— BEGIN Data for this task —
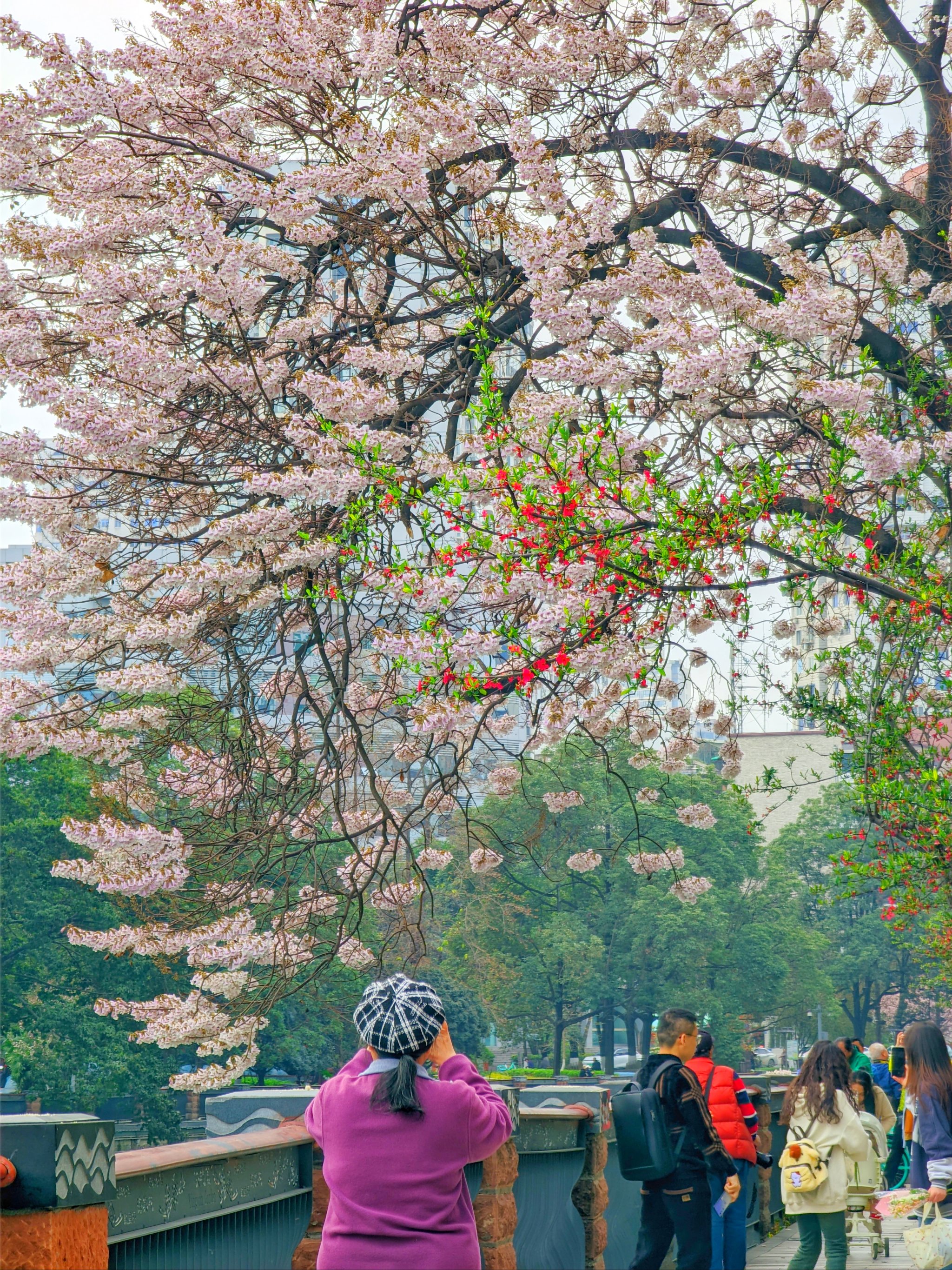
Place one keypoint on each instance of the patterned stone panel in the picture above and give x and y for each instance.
(63, 1161)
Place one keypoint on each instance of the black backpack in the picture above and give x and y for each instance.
(645, 1151)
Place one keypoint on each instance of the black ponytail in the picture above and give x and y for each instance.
(397, 1090)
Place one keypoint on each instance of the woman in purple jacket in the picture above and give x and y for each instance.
(395, 1140)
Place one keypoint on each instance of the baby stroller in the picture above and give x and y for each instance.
(862, 1223)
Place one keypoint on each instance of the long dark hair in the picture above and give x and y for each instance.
(862, 1077)
(928, 1069)
(826, 1071)
(397, 1090)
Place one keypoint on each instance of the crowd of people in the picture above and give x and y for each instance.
(400, 1122)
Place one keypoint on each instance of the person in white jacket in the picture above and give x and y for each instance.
(819, 1105)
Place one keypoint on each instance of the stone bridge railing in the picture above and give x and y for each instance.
(550, 1199)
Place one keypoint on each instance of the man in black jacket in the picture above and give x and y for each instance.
(680, 1204)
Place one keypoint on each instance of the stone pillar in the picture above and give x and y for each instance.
(496, 1208)
(54, 1210)
(55, 1239)
(306, 1253)
(591, 1198)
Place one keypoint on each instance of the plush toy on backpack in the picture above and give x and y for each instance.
(803, 1168)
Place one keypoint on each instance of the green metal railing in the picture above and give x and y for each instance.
(239, 1203)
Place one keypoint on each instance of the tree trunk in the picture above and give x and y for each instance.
(608, 1038)
(648, 1017)
(631, 1034)
(558, 1031)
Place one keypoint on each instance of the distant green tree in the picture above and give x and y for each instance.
(867, 959)
(56, 1048)
(628, 946)
(466, 1015)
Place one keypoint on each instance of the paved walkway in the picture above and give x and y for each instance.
(777, 1253)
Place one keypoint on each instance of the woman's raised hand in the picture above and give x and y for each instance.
(441, 1050)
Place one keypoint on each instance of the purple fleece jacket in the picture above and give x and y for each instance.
(398, 1196)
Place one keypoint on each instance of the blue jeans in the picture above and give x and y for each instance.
(729, 1234)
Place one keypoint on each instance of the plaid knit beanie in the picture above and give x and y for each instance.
(399, 1015)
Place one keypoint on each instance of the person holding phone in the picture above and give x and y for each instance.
(737, 1124)
(819, 1105)
(928, 1088)
(397, 1140)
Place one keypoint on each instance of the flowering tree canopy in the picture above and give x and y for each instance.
(412, 361)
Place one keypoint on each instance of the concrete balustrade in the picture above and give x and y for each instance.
(550, 1199)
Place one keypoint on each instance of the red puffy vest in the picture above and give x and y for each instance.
(725, 1111)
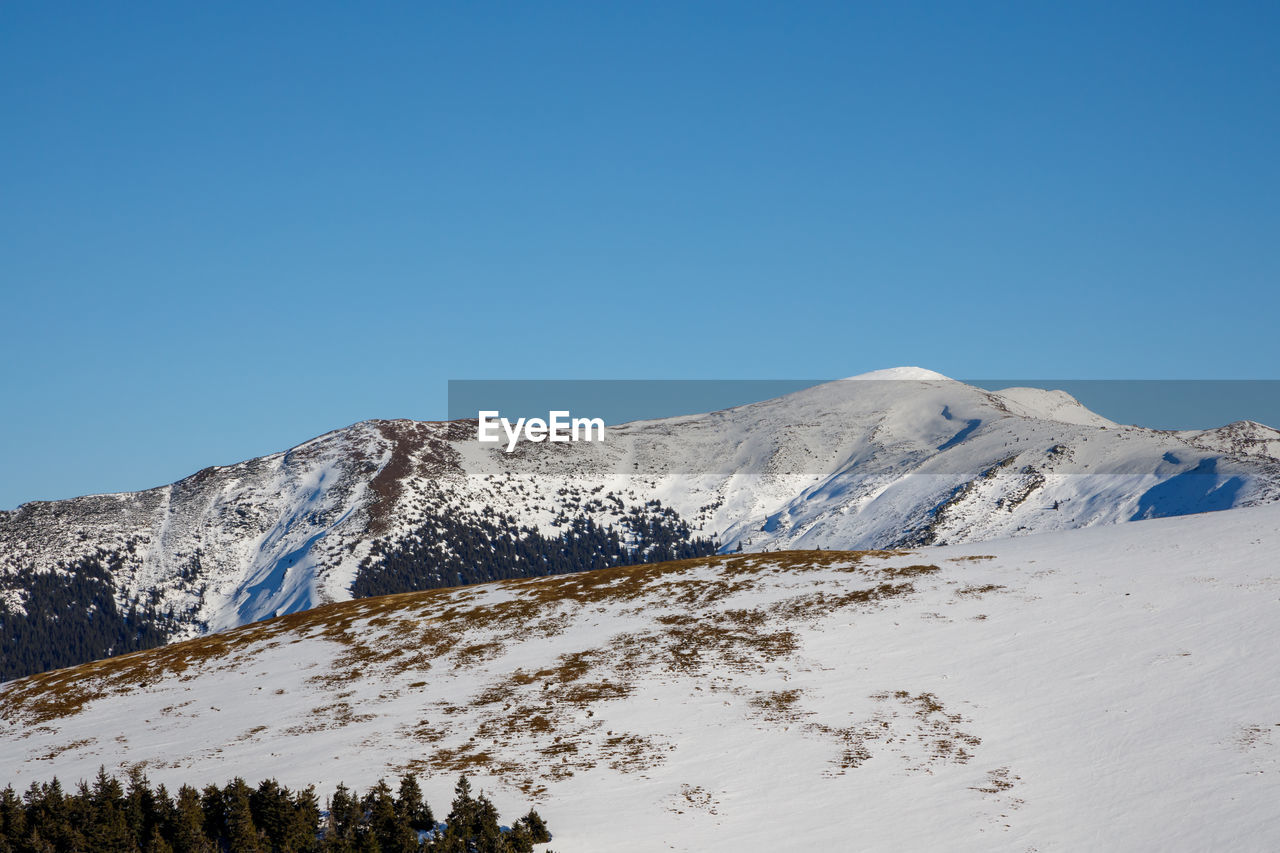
— END Data for this task —
Retype the entire listing above word for word, leaving out the pictures.

Place one keypoint on each instance of the patterned stone panel in the picture above and give x and y for each instance.
(63, 1161)
Place one keypoint on each instance of the black backpack in the picture above and give x and y for each instance.
(645, 1151)
Place one keypoint on each instance of the black ponytail in the picture above and give x and y for each instance.
(397, 1090)
Place one keypoint on each instance of the woman in purple jacket in the picture above and give x and y for each instance.
(395, 1140)
Place one keypoint on each instance of the baby stroller in the picture above and give x and y for each instance.
(862, 1223)
Place one keypoint on each instance of the long dark hair in the picture above and give x and y for each instance.
(862, 1077)
(928, 1069)
(826, 1071)
(397, 1090)
Place one keypoint on each instance of the crowd of people in the picture above and give x and y for each instance.
(400, 1122)
Place one keypoint on each instance of the person in white jacket in the picture above and give x and y for each instance.
(819, 1105)
Place one keypoint on each instance of the stone bridge railing in the picture above and give x and y for each instance.
(550, 1199)
Place one keypoint on each instance of the man in black jacket in the picture above and give x and y for each instance.
(680, 1204)
Place one keypoint on each instance of the stone pillar in the picture above and give x and y for each instance.
(496, 1208)
(54, 1210)
(55, 1239)
(306, 1253)
(591, 1198)
Place one keypoint on each instance of the plush toy on backpack in the picture above and give x and y for each instance.
(803, 1168)
Place one keypoint on each instance of the green metal railing in the picture above and give x and y for each instance.
(239, 1203)
Place one keypoint on each instance of the tree trunk in the picture above and give x and y for each instance.
(608, 1038)
(648, 1017)
(631, 1034)
(558, 1031)
Place one keypoint on each instance of the distant green tree in the picture above and give x and y for each instance.
(867, 959)
(56, 1048)
(628, 946)
(466, 1015)
Place one keypoint on each instance of the paved walkway in the picture above and give x and y for each instance.
(777, 1253)
Place one keypoint on each instance of the woman's raised hand in the picture above and give x and y for each instance.
(441, 1050)
Place one keypoint on each instance of the purple fleece jacket in the picture above and give x and y for each instance.
(398, 1196)
Place one keypoint on each instance of the blue jeans in the picture above and give x and y for each instance.
(729, 1234)
Place one keypoint on each instance of the plaid knit beanie in the picture above and give x and y for each instance.
(399, 1015)
Place one keypoint on each instance of the person holding phone in the picture above and give x and y for each instance.
(737, 1124)
(819, 1105)
(928, 1088)
(397, 1140)
Place one keypoint on each instance of the flowering tree canopy in the picture above and give x and y for each instance.
(412, 361)
Place one keypoint on each instance of the concrete balustrade in the picture above and give x and y for each instance.
(550, 1199)
Place one keypoint on each instance of the red puffy vest in the picture above and give x and y for each instance.
(725, 1111)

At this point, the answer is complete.